> **STATED EXERCISE 1**
Locate each line in the listing below that contains the string "wooden", matching case exactly, and copy every such line.
++++ QUOTED PASSAGE
There are two general types of these funds, in which assets
are spread out across a wide range of stocks and bonds. In
one, securities are held directly, in the other, assets are
held through other funds.
Fidelity's Freedom 2030 is an example of the first type. It
targets a specific retirement date, and the cash and bond stakes
rise as that date approaches. This type of fund has created
a perception among investors that its value will not drop and
that it is safe. But, in fact, these are no safer than a standard
Since we sold all of our investment positions on October 13,
2000 and preserved our capital, Fidelity Freedom 2030 has lost
39% (through 2/21/03). Do you think that's an isolated incident?
I'm not picking on Fidelity, but here are some of their other
Lifestyle funds with returns over the same period:
Fidelity Freedom 2020: -34%
Fidelity Freedom 2010: -22%
So much for perceived safety.
The other Wall Street bright idea is the fund of funds (FOF).
It sounds good, but it actually creates a double layer of costs;
the cost of purchasing the fund itself, and then the expenses
of the mutual funds the FOF purchases.
++++++++
++++ TASK MATERIAL
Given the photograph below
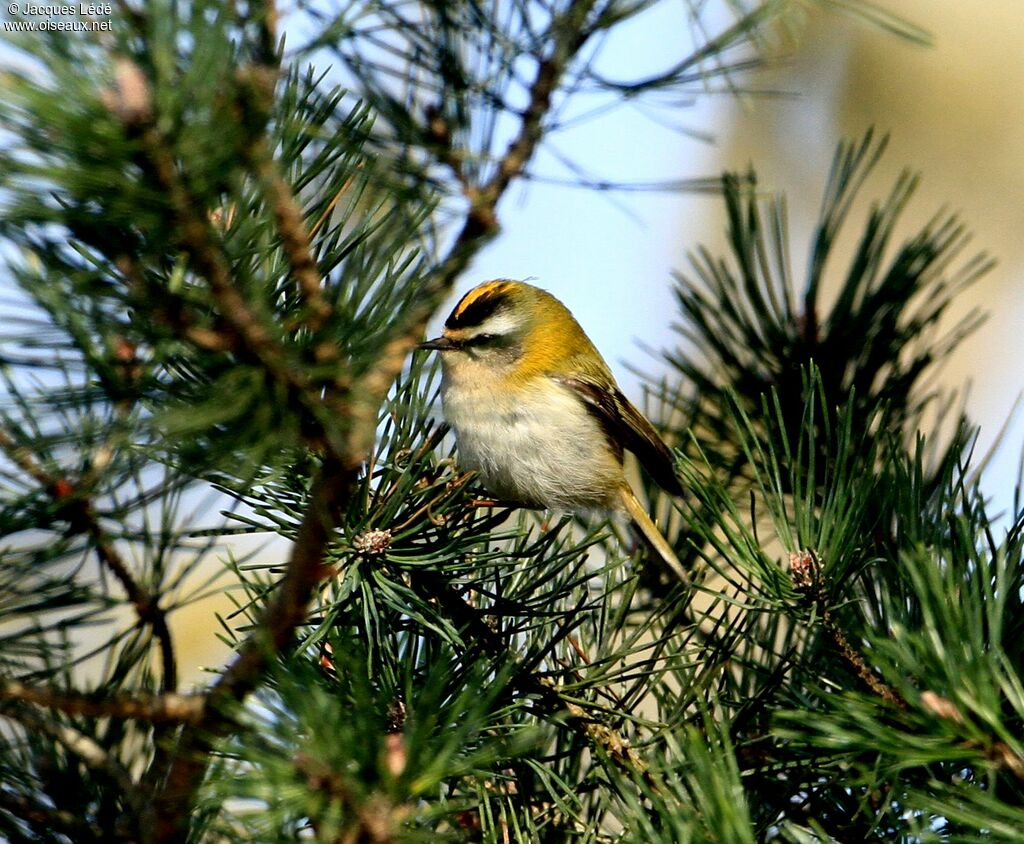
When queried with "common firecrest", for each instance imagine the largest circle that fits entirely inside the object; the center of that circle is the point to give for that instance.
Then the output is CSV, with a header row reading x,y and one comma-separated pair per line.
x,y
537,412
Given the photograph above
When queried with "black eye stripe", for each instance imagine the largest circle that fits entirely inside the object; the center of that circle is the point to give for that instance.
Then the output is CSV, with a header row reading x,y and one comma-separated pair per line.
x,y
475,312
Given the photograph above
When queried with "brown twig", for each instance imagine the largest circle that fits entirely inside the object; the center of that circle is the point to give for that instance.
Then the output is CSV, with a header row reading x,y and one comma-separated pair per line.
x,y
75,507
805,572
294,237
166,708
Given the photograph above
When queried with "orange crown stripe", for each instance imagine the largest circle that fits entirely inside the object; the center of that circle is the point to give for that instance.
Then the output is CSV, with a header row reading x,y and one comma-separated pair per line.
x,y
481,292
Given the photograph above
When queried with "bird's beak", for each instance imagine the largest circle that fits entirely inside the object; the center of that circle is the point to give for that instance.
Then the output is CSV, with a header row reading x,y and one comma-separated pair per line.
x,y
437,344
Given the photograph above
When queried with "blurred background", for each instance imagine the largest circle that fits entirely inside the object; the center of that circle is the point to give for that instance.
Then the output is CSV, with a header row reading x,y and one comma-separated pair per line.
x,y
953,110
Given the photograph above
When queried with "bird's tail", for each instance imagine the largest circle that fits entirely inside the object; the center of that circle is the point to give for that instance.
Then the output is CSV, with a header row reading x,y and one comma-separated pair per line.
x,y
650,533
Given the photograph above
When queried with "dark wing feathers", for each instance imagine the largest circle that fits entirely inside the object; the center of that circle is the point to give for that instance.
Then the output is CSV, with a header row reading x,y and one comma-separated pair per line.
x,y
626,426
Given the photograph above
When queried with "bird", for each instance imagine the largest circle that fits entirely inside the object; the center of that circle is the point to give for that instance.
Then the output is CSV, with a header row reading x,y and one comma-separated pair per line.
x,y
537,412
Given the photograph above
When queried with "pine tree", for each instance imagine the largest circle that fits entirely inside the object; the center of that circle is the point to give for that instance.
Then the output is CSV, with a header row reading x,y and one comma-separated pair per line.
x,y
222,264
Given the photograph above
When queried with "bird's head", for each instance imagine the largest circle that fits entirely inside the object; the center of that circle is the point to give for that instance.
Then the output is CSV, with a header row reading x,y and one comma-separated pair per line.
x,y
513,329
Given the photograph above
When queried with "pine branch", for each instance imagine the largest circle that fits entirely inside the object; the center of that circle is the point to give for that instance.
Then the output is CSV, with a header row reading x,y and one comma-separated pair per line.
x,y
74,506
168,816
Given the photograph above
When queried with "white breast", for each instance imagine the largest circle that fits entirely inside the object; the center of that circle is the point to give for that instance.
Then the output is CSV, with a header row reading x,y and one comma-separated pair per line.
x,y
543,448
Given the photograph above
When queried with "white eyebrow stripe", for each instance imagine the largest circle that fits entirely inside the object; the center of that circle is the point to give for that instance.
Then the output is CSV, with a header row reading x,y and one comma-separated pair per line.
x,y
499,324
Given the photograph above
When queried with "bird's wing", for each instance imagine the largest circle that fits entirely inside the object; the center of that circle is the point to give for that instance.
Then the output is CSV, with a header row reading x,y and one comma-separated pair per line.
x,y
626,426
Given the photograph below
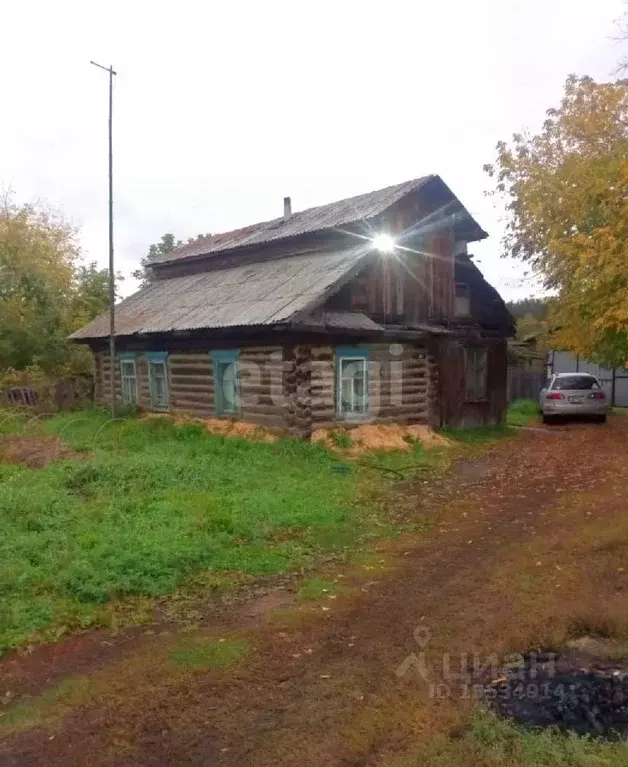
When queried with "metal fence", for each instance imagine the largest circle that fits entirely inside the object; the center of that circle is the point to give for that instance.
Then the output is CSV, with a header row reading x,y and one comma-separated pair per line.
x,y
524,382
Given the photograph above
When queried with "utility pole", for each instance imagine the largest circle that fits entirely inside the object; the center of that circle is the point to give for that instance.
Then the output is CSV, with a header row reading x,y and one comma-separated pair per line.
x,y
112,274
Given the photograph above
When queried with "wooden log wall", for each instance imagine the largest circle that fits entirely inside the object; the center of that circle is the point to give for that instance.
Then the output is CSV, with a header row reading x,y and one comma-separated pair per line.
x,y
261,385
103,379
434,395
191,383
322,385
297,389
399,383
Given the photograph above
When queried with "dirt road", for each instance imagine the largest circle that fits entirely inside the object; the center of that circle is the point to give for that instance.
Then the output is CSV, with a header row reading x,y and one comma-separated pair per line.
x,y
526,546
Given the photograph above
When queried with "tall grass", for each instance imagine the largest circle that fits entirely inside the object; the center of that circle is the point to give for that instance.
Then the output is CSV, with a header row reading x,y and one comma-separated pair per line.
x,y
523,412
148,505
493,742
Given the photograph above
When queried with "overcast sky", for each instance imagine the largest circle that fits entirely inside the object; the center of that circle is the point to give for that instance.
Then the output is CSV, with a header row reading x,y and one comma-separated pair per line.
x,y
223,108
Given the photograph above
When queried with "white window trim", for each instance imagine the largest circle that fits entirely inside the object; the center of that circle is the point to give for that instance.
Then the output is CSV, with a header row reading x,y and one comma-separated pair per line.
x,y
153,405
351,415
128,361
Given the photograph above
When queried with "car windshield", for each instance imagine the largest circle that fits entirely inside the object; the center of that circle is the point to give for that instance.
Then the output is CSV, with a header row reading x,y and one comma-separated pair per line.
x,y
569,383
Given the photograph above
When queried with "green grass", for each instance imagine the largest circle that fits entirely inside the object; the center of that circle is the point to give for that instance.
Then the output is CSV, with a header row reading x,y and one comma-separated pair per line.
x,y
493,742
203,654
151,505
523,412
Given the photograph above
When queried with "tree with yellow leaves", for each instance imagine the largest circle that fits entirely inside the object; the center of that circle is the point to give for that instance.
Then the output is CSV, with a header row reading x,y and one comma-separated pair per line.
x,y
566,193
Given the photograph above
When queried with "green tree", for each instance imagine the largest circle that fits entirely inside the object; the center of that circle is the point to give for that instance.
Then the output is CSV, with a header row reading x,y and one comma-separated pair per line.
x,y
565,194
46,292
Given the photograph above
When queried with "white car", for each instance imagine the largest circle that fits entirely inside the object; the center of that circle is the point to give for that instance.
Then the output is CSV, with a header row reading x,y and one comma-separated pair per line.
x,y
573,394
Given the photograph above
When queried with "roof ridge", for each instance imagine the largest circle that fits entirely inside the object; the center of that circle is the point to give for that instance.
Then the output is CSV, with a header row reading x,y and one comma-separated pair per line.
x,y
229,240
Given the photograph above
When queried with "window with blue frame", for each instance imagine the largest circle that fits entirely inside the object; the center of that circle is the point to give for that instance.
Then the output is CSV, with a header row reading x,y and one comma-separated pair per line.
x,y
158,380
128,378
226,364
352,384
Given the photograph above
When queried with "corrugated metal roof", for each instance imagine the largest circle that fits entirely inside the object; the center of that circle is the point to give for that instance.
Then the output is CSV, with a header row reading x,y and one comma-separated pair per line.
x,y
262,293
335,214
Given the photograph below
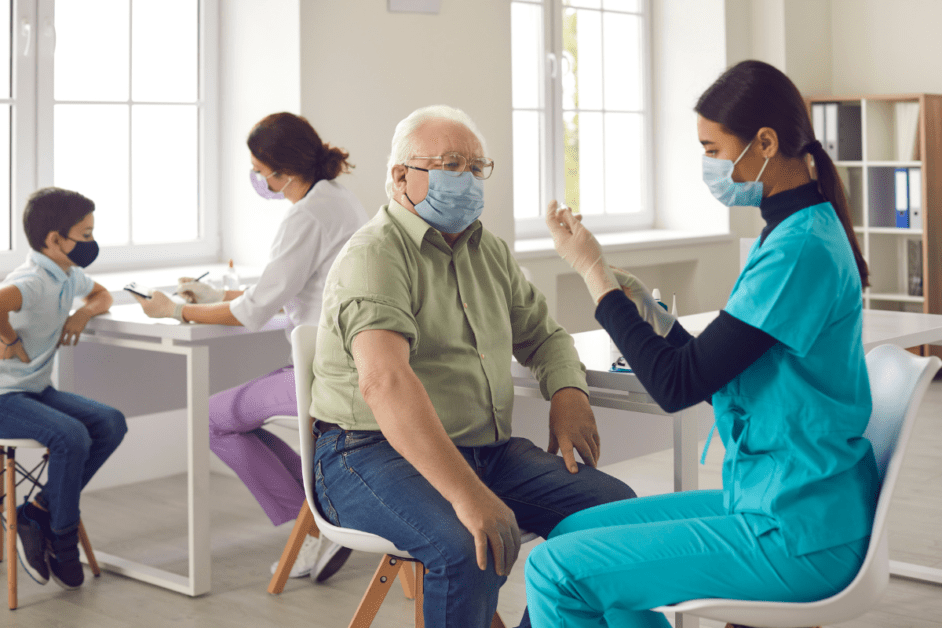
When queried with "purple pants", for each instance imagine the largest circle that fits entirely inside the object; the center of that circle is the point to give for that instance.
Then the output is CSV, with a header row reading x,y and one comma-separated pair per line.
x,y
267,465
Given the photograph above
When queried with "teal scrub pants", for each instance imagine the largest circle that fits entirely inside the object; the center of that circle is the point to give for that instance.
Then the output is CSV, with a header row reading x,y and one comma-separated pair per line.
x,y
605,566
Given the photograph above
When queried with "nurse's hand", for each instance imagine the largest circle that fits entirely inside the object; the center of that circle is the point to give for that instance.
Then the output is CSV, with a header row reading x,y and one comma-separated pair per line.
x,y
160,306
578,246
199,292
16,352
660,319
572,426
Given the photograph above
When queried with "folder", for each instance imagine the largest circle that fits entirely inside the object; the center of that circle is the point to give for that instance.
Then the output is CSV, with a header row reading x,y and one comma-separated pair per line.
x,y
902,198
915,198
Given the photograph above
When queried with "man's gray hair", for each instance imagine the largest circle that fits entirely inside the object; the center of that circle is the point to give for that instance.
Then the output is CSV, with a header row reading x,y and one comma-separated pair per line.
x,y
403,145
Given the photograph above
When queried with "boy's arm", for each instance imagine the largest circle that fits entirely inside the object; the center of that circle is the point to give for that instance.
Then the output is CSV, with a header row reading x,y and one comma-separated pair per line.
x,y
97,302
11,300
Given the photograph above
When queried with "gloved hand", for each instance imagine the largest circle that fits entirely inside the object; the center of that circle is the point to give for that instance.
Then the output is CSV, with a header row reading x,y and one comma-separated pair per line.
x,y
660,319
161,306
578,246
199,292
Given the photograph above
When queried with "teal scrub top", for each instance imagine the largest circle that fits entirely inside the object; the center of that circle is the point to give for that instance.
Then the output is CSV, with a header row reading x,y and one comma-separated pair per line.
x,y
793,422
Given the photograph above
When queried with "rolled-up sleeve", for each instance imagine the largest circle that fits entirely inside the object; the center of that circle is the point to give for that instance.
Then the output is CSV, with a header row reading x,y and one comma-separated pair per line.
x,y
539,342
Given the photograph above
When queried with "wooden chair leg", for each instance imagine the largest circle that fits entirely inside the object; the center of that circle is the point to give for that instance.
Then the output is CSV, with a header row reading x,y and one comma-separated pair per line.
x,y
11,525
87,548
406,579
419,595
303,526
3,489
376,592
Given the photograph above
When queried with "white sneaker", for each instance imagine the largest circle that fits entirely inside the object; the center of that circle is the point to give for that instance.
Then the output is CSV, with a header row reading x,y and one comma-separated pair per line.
++++++++
> **STATED EXERCISE 2**
Answer these questions on the passage about Fidelity funds above:
(a) What return does the passage list for Fidelity Freedom 2010 over the period?
(b) On what date were all the investment positions sold?
(c) According to the passage, what does the fund of funds create?

> **FULL SOLUTION 1**
When queried with "wooden log wall", for each instance imagine the largest circle that fits entirely inside the object; the center of that circle is the point to give for that instance.
When queried with "wooden chair leg", for each instance imagine the largest circle that fits entirely inside the object; the center of that circle is the point to give for that instance.

> **FULL SOLUTION 2**
(a) -22%
(b) October 13, 2000
(c) A double layer of costs: the cost of purchasing the fund itself, and then the expenses of the mutual funds the FOF purchases.